◆ **PROBLEM TO WORK ON**:
Return each of the entries below word for word, leaving out the pictures.

◆ **DATA TO USE**:
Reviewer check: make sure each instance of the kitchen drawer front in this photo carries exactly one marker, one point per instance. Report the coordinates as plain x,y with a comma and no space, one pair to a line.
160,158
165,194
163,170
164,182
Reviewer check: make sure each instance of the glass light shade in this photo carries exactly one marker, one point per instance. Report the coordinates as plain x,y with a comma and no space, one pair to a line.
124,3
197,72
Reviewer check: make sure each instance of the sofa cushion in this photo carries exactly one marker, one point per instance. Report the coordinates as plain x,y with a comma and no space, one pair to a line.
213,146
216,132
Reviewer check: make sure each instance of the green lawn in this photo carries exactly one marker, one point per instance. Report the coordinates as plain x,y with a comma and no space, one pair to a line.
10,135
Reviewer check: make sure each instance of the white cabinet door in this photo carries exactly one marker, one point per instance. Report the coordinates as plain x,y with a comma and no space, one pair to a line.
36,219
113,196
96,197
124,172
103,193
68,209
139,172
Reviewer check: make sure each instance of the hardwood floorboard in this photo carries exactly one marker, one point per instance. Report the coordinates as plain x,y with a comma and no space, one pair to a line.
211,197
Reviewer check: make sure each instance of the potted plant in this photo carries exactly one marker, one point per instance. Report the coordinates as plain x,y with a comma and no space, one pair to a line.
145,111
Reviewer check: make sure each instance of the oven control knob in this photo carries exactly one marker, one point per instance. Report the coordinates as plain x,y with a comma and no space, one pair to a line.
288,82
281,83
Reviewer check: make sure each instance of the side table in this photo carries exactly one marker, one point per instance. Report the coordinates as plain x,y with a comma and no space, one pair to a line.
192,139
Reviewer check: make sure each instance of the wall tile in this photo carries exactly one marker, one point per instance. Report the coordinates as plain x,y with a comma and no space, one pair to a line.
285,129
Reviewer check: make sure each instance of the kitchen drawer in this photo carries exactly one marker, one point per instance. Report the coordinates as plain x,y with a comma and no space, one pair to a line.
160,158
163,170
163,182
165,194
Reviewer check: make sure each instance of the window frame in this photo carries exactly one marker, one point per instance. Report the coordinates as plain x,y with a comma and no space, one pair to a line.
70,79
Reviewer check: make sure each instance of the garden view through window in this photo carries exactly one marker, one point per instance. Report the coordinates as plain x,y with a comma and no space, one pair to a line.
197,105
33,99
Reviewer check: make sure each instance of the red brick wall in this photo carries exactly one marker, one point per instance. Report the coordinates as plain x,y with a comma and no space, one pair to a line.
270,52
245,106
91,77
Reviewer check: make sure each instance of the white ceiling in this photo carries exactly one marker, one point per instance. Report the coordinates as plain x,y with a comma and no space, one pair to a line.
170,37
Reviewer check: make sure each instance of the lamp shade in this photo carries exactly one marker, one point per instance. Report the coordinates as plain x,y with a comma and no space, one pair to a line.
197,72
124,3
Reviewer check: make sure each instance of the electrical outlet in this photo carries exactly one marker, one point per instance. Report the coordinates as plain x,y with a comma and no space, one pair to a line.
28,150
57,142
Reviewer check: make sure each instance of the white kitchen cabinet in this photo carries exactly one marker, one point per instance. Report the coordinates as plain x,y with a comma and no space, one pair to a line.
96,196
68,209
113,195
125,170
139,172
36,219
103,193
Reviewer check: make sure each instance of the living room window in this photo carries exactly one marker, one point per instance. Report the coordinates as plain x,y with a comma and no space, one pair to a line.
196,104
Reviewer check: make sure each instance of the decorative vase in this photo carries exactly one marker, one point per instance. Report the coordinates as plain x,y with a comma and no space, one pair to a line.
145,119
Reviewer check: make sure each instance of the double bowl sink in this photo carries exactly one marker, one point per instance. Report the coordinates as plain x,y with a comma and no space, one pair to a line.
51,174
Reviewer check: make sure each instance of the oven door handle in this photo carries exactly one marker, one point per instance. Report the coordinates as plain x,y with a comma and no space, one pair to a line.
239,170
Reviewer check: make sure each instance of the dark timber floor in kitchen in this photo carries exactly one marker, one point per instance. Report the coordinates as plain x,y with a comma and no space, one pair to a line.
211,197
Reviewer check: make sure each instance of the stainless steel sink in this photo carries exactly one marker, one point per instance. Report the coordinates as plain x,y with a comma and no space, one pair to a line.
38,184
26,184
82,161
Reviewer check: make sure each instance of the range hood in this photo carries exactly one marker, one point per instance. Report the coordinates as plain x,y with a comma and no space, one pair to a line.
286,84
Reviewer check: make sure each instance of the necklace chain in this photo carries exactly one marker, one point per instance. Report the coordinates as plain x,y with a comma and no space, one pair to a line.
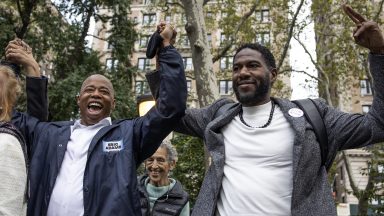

◆ **EXERCISE RESPONSE**:
Reviewer check: make sure each instance of the kitchen drawer front in this photo carries exactly one marker, one point per instance. Report the coordinates as plain x,y with a comma and no space, one pair to a line.
160,158
165,194
163,170
164,182
Reviewer check: make sure each instance of the glass light shade in this photo carries exactly one marker, one point per instance. Report the coordinates as plain x,y with a comma and no space, one pair to a line.
124,3
197,72
Reviewer check: make sure each instance of the sofa cushion in this photo carries exactly one marker, one point per instance. Report the coordinates as plain x,y with a comma and no space, one pair to a line.
213,146
216,132
Reviewer check: make sure each instance of the green lawn in this photo carries exactly one marker, one point per instance. Report the coordinates as plain x,y with a comma and no space, one pair to a line.
10,135
Reviewer check: make sure each instance of the white cabinet door in this photo carries exactly one marker, one point per instance. Report the coordinates as plain x,y with a comma and no space, one pair to a line.
36,219
113,196
96,197
124,172
103,193
68,209
139,172
Reviewer check: make sure each instance of the hardwood floorboard in this photo carries exactly one marker, one point per instance. Report the coordinates as plain x,y with a comma and no space, one pair to a line.
211,197
Reviewer check: make sure each instance of the potted plant in this photo carries exactly one marker, one point per instance. Report the coordinates as plain x,y with a comma and no space, one pair to a line.
145,111
Reviewer check: make sure each instance of the oven control knob in this photo carries exactly one marker, one point per instance. Report the coordinates as plain x,y with a comma and no space, one pair to a line.
288,82
281,83
Reviewer check: make sure each instance of the side table in this photo carries exactly one marker, one point per instance. Report the coordinates as plain x,y with a comma and no space, one pair to a line.
192,139
Reviewer check: make sure each instance of the wall tile in this photo carries exactly one marker, one point per instance. Report the coordinates as plain x,y with a comma and no space, one pair to a line.
285,129
Reviewer check: make sure each instance of the kitchen drawer in this photo carries exactly one marker, one point per instance. Report the coordinates as plain x,y with a comma and no space, one pair to a line.
160,158
163,170
163,182
165,194
Reviewer check: make sure each instance of the window frame in this photo carries exactly one marker, one point per instance. Report the coordinates as plain x,y with a comma and no space, one pair to a line.
70,79
Reviewer check: make sure each instance of the garden view through window in this photo carries exactly one marker, one point per instance. Report the coordinates as plain x,y with a comma and no space, one pair to a line.
197,105
33,99
Reviewer check: make sure each instance of the red brick wall in this photo carries exactly one marker, one point per instance. Report the coordinates as plain x,y with a comma and no space, one pair to a line.
270,52
245,106
91,77
Reviewer check: make sure each instance of the white ceiling in this photo carries exactly one marker, one point per instance. Report the coordinates as plain x,y with a comma and no space, one pair to a line.
170,37
Reviewer check: make sure each instance of the lamp shade in this photo carries exactly one marker, one point per instance. Report the coordinates as plain x,y with a comma and no space, one pair to a line.
197,72
124,3
Reviewer check: make sure each instance of the electrical outlet in this photo carries exactly one marker, one point per instance. Report the coordinates as plain x,y with a comma and no space, one pair to a line.
28,150
57,142
Reviewer check: make sure each instance of the white kitchen cabinet in this photo carries exactly one marker, one point per instance. Report the coordinates as plain x,y with a comma and no space, one pair to a line.
96,196
68,209
113,195
125,170
139,172
36,219
103,193
Reviewer check: make sure each instance of the living room window in this photo carries exactly one marker, one point per instance. Report the coordinates as plain x,y with a comma and no space, one pair to a line.
196,104
Reviewer check: make sure each instance of the decorative vase in this photo carries exactly one marker, one point per instance. Report the coordinates as plain x,y with a comma and no space, one pair to a line.
145,119
Reviewer check: make sure each instance of the double bowl sink in this photo carries exactly one marker, one point per instance. Report the coordinates as plain x,y with a comma and no space, one pair to a line.
51,174
Reviewer check: make sure each instance of the oven door handle in this photo carries exactly one marker, one point per instance. Report the coordinates as plain x,y with a comma and no space, one pair to a line.
239,170
Reviewer check: make sure each instance of the dark timber floor in kitchen in this photo carries exactly one marker, one point per instance. Report the coordinates as plain x,y with a comma and no space, one pair to a line.
211,197
Reviewer check: make sure each instance of the stainless steel sink in this photo carries exactly one marker, one point per instance. Report the coordinates as plain x,y with a comma and no space, one pair to a line.
38,184
26,184
82,161
Reviewer check: make sure each instance of the range hood in this photo carries exactly one marker, one point per instance. Report the coordinates as plain x,y with a comma and no space, one pair to a line.
286,84
Reviewer check: make sure each instance of the necklace chain in this photo carries exactly one marker, one point per instance. Report the coordinates as plain x,y with a comma and no space, one pair to a line.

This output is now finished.